(QUÉ HARÁS): Según el texto sobre la rehabilitación, ¿cuánto tiempo se pasa en cada máquina los días que toca máquinas?

(TEXTO PROPORCIONADO):
....................
Estoy mejor, bastante mejor, incluso puede que pueda volver a correr en unos meses. Gracias por preocuparos, sigo con la historia, si me dejáis, que esto no trataba tanto de mi y me he liado .

Los días que toca máquinas son diez minutos en cada una. La primera me explicaron que es como lo del microondas pero más suave, yo lo único que sé es que da calorcito y gustete y que no se puede usar el móvil porque te lo descojona. La segunda vibra mucho y también se calienta y la verdad es que si que parece que surte cierto efecto y uno está mejor después de esos veinte minutos.

La historia es que hay mucha gente que va a esta rehabilitación, la mayoría bastante mayores que yo. Y las máquinas están preparadas para funcionar de dos en dos a la vez. Tu te sientas y puede que en la silla de al lado tengas a alguien también dándose el tratamiento. Y claro, no puedes mirar el móvil porque se descuajaringa por la radiación o no sé qué. También dependiendo de donde se de uno el tratamiento, la silla puede mirar a un lado o a otro, no es lo mismo lo mío de la pierna que es por delante, que al que le duele la espalda.

Así que el otro día coincidió que una señora que apenas podía andar sin su bastón, con la espalda tan encorvada que dudo mucho que pudiese ver cualquier cosa que quedase en la parte superior de su inmediata vertical, se sentó orientada directamente a mi que acababa de empezar a darme rayos de esos.
....................
(REGISTROS PROPORCIONADOS):

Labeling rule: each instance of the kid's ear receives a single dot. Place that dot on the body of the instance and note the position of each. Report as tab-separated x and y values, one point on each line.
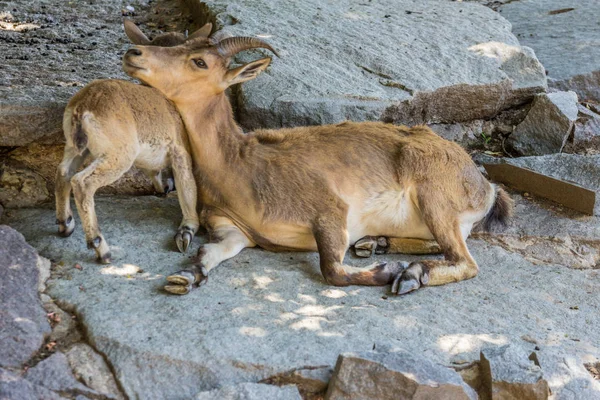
134	34
202	32
247	71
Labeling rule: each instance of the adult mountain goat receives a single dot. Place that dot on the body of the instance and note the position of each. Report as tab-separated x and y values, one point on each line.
117	124
317	188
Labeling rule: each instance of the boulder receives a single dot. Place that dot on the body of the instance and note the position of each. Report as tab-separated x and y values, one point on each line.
14	387
262	316
394	375
510	373
21	187
389	60
565	36
547	126
251	391
23	322
55	374
90	368
587	129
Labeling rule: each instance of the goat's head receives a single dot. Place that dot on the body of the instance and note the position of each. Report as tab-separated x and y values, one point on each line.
199	66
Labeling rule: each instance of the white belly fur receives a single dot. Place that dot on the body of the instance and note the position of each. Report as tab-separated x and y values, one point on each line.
395	213
388	213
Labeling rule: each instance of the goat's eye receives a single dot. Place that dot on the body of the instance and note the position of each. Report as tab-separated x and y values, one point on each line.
200	63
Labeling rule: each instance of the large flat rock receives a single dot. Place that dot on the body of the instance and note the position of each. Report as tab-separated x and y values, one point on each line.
565	35
23	323
264	315
389	60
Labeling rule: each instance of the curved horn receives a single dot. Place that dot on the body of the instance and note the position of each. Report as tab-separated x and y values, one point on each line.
231	46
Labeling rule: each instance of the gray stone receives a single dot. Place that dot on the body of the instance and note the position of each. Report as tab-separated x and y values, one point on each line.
55	374
388	60
21	187
510	373
23	321
581	170
565	42
90	368
264	315
394	375
571	380
251	391
587	129
14	387
547	126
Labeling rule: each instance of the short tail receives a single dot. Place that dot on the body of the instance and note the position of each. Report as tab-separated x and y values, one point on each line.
79	136
501	212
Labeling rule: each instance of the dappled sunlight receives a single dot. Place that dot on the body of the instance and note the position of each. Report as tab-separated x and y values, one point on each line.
498	50
334	293
405	321
315	310
308	323
125	270
129	271
305	298
253	331
464	343
275	298
261	282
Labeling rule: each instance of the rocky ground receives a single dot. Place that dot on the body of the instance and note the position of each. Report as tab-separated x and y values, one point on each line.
505	78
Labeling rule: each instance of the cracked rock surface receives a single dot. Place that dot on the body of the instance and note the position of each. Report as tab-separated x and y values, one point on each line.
266	316
404	61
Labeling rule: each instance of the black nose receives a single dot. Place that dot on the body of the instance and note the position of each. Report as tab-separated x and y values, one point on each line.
134	52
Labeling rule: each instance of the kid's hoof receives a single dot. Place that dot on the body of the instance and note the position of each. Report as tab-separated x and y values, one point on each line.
365	247
194	276
411	279
183	238
178	289
170	185
66	228
106	259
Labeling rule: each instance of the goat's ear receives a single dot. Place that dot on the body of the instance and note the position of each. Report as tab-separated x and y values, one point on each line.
202	32
134	34
247	71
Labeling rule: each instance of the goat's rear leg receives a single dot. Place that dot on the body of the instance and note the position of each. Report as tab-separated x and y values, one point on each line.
458	264
369	245
332	241
99	173
230	242
71	162
181	163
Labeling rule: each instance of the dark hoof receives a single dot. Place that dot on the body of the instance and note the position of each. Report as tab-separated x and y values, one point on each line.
106	259
411	279
178	289
365	247
66	228
197	276
170	185
183	238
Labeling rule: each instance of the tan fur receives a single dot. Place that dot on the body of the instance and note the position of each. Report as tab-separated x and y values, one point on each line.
322	187
115	125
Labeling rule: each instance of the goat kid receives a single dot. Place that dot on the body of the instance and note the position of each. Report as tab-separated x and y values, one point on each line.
117	124
318	188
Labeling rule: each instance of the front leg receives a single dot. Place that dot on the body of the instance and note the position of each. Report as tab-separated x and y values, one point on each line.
181	164
231	240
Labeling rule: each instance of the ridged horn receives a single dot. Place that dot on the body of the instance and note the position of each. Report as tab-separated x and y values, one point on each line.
231	46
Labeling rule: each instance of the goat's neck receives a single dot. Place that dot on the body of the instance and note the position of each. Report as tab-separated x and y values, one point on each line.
215	137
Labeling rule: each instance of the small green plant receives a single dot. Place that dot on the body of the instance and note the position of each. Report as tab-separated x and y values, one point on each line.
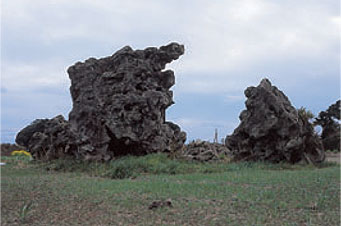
24	211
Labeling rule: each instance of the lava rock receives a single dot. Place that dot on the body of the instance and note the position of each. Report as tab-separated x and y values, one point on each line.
119	108
272	130
48	139
119	103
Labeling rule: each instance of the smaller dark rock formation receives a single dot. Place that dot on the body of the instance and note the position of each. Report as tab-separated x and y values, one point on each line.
328	120
271	130
48	139
204	151
6	148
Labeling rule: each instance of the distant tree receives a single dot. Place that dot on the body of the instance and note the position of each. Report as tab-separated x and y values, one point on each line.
329	121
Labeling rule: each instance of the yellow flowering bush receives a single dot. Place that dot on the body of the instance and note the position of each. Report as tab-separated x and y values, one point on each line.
21	153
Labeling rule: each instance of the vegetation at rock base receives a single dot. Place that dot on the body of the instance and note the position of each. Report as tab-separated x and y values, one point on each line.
230	194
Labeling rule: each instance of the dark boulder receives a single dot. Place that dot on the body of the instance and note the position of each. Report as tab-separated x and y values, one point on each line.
272	130
48	139
119	108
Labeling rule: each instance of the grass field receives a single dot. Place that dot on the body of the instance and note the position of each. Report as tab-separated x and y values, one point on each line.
200	194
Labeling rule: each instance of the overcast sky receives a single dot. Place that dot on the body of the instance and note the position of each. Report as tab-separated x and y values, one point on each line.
229	44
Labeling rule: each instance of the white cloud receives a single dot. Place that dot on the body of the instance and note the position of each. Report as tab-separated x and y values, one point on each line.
20	77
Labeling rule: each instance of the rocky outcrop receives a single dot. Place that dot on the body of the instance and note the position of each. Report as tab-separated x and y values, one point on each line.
6	149
119	108
331	130
48	139
204	151
271	130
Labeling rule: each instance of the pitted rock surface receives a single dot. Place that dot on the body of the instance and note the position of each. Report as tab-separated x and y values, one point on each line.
119	107
271	130
119	103
48	139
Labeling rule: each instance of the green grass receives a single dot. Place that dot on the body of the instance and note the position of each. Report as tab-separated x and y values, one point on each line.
74	193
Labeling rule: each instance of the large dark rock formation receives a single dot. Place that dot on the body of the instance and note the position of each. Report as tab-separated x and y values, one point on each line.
328	120
119	105
271	130
48	139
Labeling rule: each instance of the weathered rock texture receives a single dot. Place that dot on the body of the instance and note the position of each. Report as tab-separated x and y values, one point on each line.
6	149
48	139
119	105
271	130
328	120
204	151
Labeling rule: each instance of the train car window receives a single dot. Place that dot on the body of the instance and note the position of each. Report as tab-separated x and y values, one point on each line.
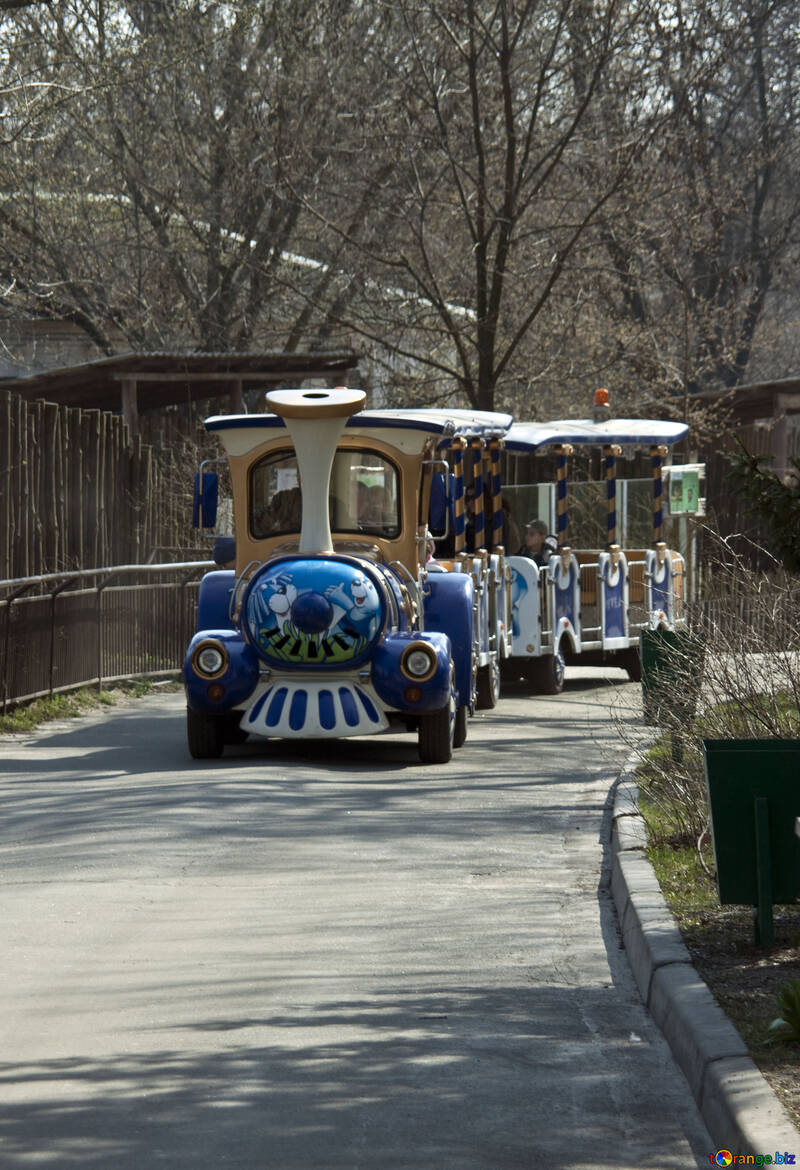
364	495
....................
(RESULTADO DE LA TAREA): Diez minutos en cada una.